By: Anit Mukherjee
Imagine: A newly-elected administration taps a globally-recognized technology leader with the mandate to improve government efficiency. He assembles an enthusiastic team of tech entrepreneurs from the private sector willing to work 80-hour weeks pro-bono. The clock starts ticking from Day 1, timelines are tight, and deadlines are non-negotiable. And all this under the glare of public attention and opposition from within the government and outside. It seems everyone is waiting for him to fail, so that they can return to business-as-usual and consign his ambitious project to the graveyard of ideas.
This may sound like the much-discussed Department of Government Efficiency (DOGE) that Elon Musk is set to run. But this is the story of Aadhaar, India’s biometric program, which started in 2009 to give a digital, verifiable identification to 1.3 billion people within a decade. At a time when high-speed broadband in India was 1 MBPS, cellphones were not smart, and only 10 percent of India’s population was connected to the Internet, the idea of online authentication to get a SIM card, open bank accounts, enroll in government programs, and get paid directly was still the stuff of science fiction. But within 15 years of the first Aadhaar number being issued, almost everyone in India now has one. More importantly, Aadhaar is used not just to verify people’s identity, but for them to access government services, file taxes, and receive subsidies and social security payments directly. All of this cuts down bureaucracy and red-tape. In other words, Aadhaar was a catalyst for the Indian government to transform its way of doing business, slash wasteful expenditure, and deliver benefits and services more efficiently.
****************************************
What is required: Name each task that the Aadhaar text says online authentication was meant to enable, back when the idea was still "the stuff of science fiction."

Record extracts:
****************************************
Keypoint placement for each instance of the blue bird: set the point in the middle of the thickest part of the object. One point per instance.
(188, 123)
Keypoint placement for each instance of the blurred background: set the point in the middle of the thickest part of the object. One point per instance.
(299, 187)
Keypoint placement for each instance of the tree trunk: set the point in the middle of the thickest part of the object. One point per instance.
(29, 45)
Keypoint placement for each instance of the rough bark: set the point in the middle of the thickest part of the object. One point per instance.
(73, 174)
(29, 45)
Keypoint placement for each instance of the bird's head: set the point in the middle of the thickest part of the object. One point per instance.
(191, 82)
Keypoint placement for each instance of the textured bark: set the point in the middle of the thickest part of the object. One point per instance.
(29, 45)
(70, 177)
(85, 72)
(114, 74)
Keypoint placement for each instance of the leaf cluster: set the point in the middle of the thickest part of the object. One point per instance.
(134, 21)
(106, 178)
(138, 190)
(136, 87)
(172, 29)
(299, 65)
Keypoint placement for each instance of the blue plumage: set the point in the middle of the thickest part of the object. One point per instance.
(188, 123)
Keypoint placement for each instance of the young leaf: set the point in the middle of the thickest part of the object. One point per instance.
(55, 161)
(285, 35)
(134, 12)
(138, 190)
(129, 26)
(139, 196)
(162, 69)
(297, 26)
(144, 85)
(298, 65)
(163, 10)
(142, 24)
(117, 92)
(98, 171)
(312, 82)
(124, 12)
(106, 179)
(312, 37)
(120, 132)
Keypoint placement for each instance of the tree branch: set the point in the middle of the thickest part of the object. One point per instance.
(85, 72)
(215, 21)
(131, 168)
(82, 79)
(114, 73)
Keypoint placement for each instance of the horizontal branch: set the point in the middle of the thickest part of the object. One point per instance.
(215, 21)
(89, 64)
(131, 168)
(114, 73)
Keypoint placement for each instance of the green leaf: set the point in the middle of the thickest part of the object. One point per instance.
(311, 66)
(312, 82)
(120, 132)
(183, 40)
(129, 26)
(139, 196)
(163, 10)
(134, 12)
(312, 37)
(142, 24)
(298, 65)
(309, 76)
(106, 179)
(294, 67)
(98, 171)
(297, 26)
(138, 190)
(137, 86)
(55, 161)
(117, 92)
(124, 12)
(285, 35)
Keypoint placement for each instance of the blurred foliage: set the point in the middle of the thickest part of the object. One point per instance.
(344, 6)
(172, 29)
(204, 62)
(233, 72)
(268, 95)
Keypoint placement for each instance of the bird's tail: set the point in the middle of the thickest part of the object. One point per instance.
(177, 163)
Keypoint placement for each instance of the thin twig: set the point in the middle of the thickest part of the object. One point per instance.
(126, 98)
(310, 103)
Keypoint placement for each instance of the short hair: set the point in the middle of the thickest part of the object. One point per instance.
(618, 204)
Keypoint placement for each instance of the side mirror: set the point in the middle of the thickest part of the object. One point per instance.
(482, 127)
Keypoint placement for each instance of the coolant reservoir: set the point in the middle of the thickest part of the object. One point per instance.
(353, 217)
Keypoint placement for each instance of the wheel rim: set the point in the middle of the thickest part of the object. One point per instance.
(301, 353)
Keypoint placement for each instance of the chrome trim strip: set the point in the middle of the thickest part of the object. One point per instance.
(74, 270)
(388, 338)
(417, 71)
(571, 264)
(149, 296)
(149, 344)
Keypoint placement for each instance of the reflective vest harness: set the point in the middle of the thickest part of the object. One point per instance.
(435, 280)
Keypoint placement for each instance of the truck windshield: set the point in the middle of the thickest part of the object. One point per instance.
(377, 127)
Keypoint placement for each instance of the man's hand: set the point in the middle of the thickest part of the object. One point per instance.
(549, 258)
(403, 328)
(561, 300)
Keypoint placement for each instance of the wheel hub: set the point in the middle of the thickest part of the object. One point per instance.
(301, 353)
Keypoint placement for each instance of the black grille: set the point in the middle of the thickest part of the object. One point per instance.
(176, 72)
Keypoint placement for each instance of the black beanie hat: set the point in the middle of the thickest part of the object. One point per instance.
****************************************
Answer to the problem:
- Getting a SIM card
- Opening bank accounts
- Enrolling in government programs
- Getting paid directly